II) Suffisance du phénomène spatial : comment le décrire ? (13)
a) La suffisance du phénomène
Comme tout phénoménologue, Sartre considère que les phénomènes que nous percevons, dans l’espace comme dans le temps, càd tous les types d’objets qui sont visés par notre conscience, se suffisent à eux-mêmes et disent quelque chose d’essentiel sur l’être de la chose ; il n’y a plus d’être inaccessible, caché derrière le phénomène, derrière le voile des apparences qu’il faudrait soulever pour découvrir le vrai. L’apparence n’a plus rien d’inconsistant mais devient significative ; il y a une suffisance du phénomène. Le phénomène est ce qui se dénonce soi-même : « il n’indique pas par dessus son épaule un être véritable qui serait lui l’absolu. Ce qu’il est, il l’est absolument car il se dévoile comme il est. Le phénomène peut être étudié et décrit en tant que tel car il est absolument indicatif de lui-même ». (EN 12). C’est un relatif-absolu car relatif à celui à qui le phénomène paraît mais absolu car inconditionné et ne devant à rien d’autre que lui ce qu’il est, pleinement signifiant en lui-même.
D’ailleurs, Sartre emprunte encore deux exemples à la physique au début de l’EN pour montrer combien la phénoménologie permet de dépasser le dualisme entre être et phénomène : la force n’est pas un principe mystérieux caché derrière ses effets, mais seulement l’ensemble des effets qu’elle produit dans l’espace, et le courant électrique n’a pas d’« envers secret », il n’est que l’ensemble des actions physiques ou chimique qui le manifestent (l’aiguille du voltmètre). C’est dire à quel point pour lui les choses qui se situent dans l’espace ne recèlent aucun mystère et se réduisent à ce que nous pouvons en percevoir. Il suffit donc de décrire les phénomènes tels qu’ils apparaissent à notre conscience pour saisir le sens de l’être des choses, ou du moins quelque chose d’essentiel.
b) Pour une description phénoménologique de l’espace
Pour « revenir à l’essence des choses-mêmes » (Husserl), la phénoménologie propose ce retour au phénomène pur, à l’état sauvage, sans analyse ni jugement préalable, comme une ascèse de la pensée que Husserl nomme « réduction phénoménologique ». Il faut se laisser affleurer par le mouvement même des objets ou de notre regard sur les objets, ce qui produit une double ouverture du regard : à un phénomène énigmatique, toujours en reconstruction mais aussi ouverture à une dimension de moi-même que j’ai désapprise à cause du langage, de l’éducation etc.
On doit tenter de décrire le maximum d’impressions possibles: la vérité du phénomène sera la somme de tous les points de vue possibles sur lui ; ce qui compte ici c’est le sens que les phénomènes prennent pour nous et on ne pourra reconstituer leur vérité qu’en cumulant une infinité d’interprétations et d’esquisses. « La maison en elle-même n’est pas la maison vue de nulle part mais la maison vue de toutes parts« précise Merleau-Ponty (PP p.83).
◆ ◆ ◆ ◆ ◆
**Consigne donnée a**
Répondez, d'après l'extrait consacré à la phénoménologie de l'espace, aux questions suivantes :
(i) Quels deux exemples Sartre emprunte-t-il à la physique au début de l'EN ?
(ii) Comment Husserl nomme-t-il cette ascèse de la pensée qui ramène au phénomène pur ?
(iii) Selon la citation de Merleau-Ponty, qu'est la maison en elle-même ?
L'extrait qui précède et la liste qui suit sont sans rapport l'un avec l'autre.

**Données fournies**
◆ ◆ ◆ ◆ ◆
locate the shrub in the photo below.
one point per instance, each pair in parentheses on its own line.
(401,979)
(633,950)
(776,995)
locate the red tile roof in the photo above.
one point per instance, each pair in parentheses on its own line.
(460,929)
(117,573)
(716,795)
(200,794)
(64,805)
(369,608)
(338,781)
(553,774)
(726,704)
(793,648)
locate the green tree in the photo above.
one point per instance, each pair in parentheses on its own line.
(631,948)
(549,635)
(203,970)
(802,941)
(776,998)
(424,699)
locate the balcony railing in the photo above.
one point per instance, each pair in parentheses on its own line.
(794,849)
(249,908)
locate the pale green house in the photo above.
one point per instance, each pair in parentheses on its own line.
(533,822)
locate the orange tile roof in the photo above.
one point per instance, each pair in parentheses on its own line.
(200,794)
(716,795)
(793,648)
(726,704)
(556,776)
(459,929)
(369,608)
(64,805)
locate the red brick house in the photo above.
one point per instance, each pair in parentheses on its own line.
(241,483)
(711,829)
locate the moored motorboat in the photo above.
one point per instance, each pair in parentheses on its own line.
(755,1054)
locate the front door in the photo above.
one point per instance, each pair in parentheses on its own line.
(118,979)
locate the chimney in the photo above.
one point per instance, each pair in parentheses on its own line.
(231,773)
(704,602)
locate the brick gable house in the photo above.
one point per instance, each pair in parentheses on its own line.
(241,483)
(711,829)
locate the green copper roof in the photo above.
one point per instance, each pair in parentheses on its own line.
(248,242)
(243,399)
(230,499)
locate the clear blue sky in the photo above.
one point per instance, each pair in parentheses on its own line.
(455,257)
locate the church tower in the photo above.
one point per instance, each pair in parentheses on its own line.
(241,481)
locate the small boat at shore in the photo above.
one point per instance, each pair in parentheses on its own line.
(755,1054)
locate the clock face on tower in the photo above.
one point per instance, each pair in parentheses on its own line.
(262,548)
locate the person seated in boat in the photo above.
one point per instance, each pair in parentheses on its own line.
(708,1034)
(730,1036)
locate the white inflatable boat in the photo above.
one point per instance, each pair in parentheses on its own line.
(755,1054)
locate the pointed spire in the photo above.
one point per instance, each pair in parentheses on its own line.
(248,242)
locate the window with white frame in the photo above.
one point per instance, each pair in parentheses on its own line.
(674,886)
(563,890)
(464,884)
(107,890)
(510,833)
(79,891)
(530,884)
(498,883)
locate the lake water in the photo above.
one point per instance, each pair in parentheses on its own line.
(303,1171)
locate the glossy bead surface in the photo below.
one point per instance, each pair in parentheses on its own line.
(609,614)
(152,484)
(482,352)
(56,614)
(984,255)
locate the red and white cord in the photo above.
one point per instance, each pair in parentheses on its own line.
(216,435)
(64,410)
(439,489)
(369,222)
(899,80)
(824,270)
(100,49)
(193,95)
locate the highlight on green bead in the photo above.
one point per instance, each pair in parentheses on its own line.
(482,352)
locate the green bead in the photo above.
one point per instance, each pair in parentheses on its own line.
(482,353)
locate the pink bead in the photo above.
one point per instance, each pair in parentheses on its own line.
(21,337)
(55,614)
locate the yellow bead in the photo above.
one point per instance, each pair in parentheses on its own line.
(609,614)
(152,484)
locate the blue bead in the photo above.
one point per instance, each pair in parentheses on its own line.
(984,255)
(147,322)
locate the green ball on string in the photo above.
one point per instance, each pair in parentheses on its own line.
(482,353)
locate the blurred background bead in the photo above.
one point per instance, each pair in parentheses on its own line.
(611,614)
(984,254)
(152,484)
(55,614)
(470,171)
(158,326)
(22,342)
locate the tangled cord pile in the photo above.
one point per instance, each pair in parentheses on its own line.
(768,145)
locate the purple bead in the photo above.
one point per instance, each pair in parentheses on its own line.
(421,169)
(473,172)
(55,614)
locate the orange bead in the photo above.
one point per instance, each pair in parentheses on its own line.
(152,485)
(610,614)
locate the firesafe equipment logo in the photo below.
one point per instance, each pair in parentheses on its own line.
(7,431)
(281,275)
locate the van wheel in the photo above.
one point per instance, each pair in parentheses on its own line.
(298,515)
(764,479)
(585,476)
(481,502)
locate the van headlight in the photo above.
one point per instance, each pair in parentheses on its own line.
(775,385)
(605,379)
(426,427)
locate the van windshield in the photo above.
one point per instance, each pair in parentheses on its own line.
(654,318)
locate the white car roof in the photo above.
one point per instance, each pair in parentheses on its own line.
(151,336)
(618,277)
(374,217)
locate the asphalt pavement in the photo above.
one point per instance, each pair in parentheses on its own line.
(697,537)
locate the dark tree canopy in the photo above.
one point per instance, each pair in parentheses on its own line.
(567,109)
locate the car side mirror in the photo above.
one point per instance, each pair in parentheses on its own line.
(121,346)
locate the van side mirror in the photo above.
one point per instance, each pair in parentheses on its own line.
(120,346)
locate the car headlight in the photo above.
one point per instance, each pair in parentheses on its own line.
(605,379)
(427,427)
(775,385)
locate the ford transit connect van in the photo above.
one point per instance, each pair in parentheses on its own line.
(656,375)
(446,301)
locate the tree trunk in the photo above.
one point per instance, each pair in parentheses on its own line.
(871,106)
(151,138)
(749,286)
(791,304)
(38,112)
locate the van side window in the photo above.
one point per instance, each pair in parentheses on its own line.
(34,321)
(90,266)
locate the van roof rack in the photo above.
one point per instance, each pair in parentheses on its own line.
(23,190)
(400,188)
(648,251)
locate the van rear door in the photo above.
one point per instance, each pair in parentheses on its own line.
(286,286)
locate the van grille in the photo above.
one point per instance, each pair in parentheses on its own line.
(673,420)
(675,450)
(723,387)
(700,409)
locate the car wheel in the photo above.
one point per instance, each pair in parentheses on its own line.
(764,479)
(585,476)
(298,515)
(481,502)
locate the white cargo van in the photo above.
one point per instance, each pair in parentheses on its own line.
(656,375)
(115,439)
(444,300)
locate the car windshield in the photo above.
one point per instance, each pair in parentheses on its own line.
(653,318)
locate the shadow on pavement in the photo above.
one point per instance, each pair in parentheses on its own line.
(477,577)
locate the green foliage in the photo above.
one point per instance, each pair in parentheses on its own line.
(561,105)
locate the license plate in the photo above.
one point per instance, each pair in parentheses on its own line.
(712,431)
◆ ◆ ◆ ◆ ◆
**Consigne donnée b**
Modifiez la liste en remplaçant « license plate » par « registration plate », de la ligne contenant « locate the green foliage in the photo above. » jusqu'à la fin de la liste incluse. Reproduisez uniquement ces lignes, sans aucun autre changement.

**Réponse rédigée a**
(i) La force et le courant électrique.
(ii) La « réduction phénoménologique ».
(iii) Non pas la maison vue de nulle part, mais la maison vue de toutes parts.

**Réponse rédigée b**
locate the green foliage in the photo above.
one point per instance, each pair in parentheses on its own line.
(561,105)
locate the registration plate in the photo above.
one point per instance, each pair in parentheses on its own line.
(712,431)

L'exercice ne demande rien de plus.